## What needs to be done
Return each line in the entries below that contains the word "eucalyptus", treating uppercase and lowercase as different.

[Image entries on named regions]
■ ■ ■ ■

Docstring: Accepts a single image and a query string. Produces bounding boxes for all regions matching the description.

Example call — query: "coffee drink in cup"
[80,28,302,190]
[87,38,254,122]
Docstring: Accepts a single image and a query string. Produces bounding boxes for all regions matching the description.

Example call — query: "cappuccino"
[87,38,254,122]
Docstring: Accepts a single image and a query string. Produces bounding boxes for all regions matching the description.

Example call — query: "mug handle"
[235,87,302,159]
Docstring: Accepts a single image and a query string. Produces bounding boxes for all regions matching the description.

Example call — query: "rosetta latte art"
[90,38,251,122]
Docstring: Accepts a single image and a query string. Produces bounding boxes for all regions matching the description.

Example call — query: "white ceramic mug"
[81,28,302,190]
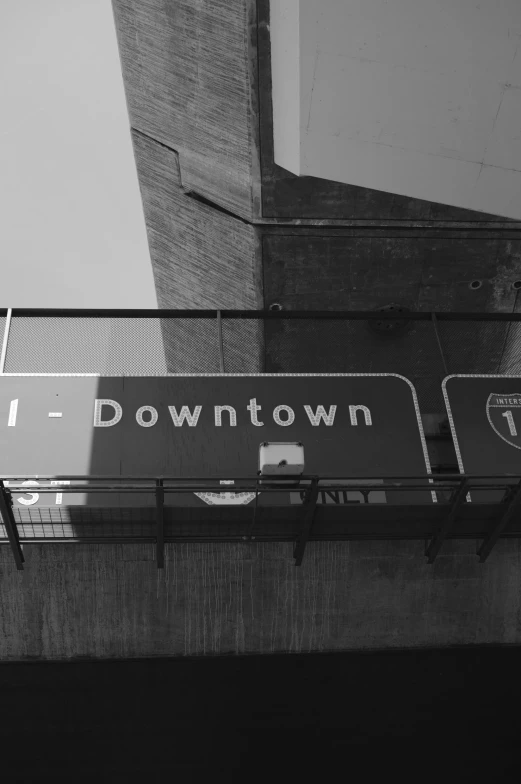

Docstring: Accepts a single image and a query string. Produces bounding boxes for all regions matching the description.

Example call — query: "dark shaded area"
[0,646,521,784]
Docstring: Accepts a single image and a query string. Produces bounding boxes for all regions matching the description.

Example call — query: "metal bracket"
[478,474,521,563]
[156,479,165,569]
[0,480,25,571]
[425,479,469,563]
[293,476,318,566]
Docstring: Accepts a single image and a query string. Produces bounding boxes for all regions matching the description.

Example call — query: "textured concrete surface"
[0,540,521,661]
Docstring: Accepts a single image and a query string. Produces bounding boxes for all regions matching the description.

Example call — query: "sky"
[0,0,157,309]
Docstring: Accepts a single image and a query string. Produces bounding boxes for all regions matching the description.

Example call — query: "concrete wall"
[0,540,521,661]
[270,0,521,220]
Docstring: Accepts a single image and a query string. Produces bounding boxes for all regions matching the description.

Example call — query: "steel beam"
[425,479,469,563]
[478,480,521,563]
[156,479,165,569]
[293,477,318,566]
[0,480,25,571]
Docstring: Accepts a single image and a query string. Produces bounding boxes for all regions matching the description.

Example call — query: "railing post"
[431,311,449,376]
[217,310,224,373]
[425,479,469,563]
[156,479,165,569]
[0,479,25,571]
[293,476,318,566]
[0,308,13,375]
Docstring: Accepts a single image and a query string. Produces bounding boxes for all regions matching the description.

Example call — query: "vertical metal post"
[425,479,469,563]
[293,476,318,566]
[0,308,13,374]
[431,311,449,376]
[0,479,25,571]
[156,479,165,569]
[217,310,224,373]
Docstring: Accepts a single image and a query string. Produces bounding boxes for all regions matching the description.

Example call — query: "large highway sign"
[0,373,432,506]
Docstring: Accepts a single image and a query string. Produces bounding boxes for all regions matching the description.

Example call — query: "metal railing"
[0,474,521,569]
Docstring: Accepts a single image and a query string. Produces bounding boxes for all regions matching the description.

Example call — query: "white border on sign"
[441,373,521,503]
[0,373,434,503]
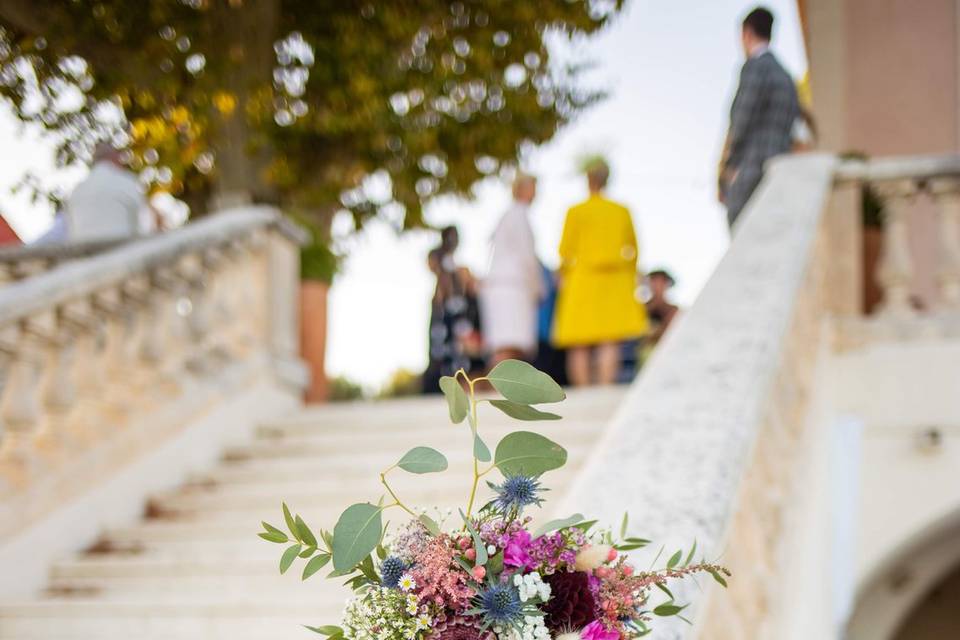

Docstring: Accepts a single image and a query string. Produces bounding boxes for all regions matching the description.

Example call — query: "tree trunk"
[211,0,280,209]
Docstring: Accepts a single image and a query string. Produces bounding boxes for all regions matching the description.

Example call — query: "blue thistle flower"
[488,474,546,511]
[380,556,407,589]
[474,584,524,628]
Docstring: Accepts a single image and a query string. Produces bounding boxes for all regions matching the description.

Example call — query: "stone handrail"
[564,154,850,640]
[0,207,303,541]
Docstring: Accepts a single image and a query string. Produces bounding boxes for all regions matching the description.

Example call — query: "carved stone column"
[876,180,916,317]
[933,180,960,310]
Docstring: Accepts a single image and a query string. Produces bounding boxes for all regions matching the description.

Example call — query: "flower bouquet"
[259,360,730,640]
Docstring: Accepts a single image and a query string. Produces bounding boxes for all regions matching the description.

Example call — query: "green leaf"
[396,447,447,472]
[490,400,560,420]
[300,553,330,580]
[473,433,490,462]
[667,549,683,569]
[653,582,673,600]
[533,513,583,538]
[257,522,289,544]
[440,376,470,424]
[487,360,567,404]
[460,509,487,567]
[280,544,303,573]
[493,431,567,476]
[417,513,440,536]
[333,503,383,571]
[303,624,343,638]
[294,516,317,547]
[283,502,302,540]
[653,602,686,617]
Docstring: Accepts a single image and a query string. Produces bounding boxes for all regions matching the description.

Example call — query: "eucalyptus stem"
[380,465,418,518]
[464,374,481,518]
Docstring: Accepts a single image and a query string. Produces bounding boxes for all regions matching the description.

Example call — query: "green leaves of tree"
[487,360,567,404]
[490,400,560,420]
[333,503,383,571]
[493,431,567,476]
[397,447,447,474]
[440,376,470,424]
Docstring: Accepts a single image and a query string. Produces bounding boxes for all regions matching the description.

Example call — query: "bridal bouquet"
[259,360,730,640]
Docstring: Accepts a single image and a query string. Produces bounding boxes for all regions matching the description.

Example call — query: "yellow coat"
[553,195,648,347]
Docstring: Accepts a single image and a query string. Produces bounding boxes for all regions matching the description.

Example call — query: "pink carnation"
[580,620,620,640]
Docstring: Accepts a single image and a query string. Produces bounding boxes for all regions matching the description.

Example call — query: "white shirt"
[486,201,543,297]
[65,161,150,242]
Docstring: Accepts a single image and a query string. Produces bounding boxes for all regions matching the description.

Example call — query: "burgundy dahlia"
[430,616,494,640]
[543,571,597,633]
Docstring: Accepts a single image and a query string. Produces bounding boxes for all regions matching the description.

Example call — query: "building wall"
[845,0,960,155]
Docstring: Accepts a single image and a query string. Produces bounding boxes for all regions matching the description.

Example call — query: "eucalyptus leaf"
[440,376,470,424]
[533,513,583,538]
[460,509,487,567]
[303,624,343,638]
[487,360,567,404]
[280,544,303,573]
[473,433,490,462]
[490,400,560,421]
[300,553,330,580]
[493,431,567,476]
[397,447,447,473]
[653,602,686,617]
[333,503,383,571]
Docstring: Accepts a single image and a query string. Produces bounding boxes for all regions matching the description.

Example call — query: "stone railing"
[0,207,305,592]
[565,154,844,640]
[837,155,960,330]
[0,240,129,286]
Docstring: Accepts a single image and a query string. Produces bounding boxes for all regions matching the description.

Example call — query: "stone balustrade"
[0,207,304,541]
[837,155,960,323]
[0,240,128,286]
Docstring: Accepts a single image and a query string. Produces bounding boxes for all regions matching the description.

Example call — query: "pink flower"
[580,620,620,640]
[503,530,533,569]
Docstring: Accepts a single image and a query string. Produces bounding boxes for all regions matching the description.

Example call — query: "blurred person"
[646,269,680,346]
[553,159,647,386]
[480,173,543,367]
[718,7,801,228]
[64,142,161,242]
[533,264,569,386]
[423,226,485,393]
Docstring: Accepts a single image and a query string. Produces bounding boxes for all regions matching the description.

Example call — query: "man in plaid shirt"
[719,7,800,227]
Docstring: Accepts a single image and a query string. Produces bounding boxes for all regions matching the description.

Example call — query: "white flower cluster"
[494,616,550,640]
[513,571,550,602]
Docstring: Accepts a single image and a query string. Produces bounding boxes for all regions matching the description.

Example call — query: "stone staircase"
[0,388,625,640]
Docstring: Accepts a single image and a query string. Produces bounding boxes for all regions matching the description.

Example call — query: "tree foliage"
[0,0,623,278]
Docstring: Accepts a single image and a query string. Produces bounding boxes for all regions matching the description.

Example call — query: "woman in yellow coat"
[553,160,647,386]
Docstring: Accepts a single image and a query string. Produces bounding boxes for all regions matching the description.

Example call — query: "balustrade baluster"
[933,181,960,309]
[0,323,42,485]
[876,181,915,316]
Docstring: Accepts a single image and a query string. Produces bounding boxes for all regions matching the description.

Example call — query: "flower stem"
[463,374,483,518]
[380,465,419,518]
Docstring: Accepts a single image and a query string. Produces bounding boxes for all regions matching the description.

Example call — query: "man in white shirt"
[480,174,543,364]
[64,143,156,242]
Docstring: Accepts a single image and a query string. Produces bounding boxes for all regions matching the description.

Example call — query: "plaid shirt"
[724,51,800,170]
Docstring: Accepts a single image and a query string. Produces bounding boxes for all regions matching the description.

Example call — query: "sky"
[0,0,806,390]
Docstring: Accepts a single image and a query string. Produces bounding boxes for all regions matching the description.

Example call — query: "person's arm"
[620,209,639,271]
[560,209,580,273]
[721,60,765,178]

■ ■ ■ ■

## Solved problem
Example call — query: "eucalyptus stem"
Example call — query: "eucalyptus leaf"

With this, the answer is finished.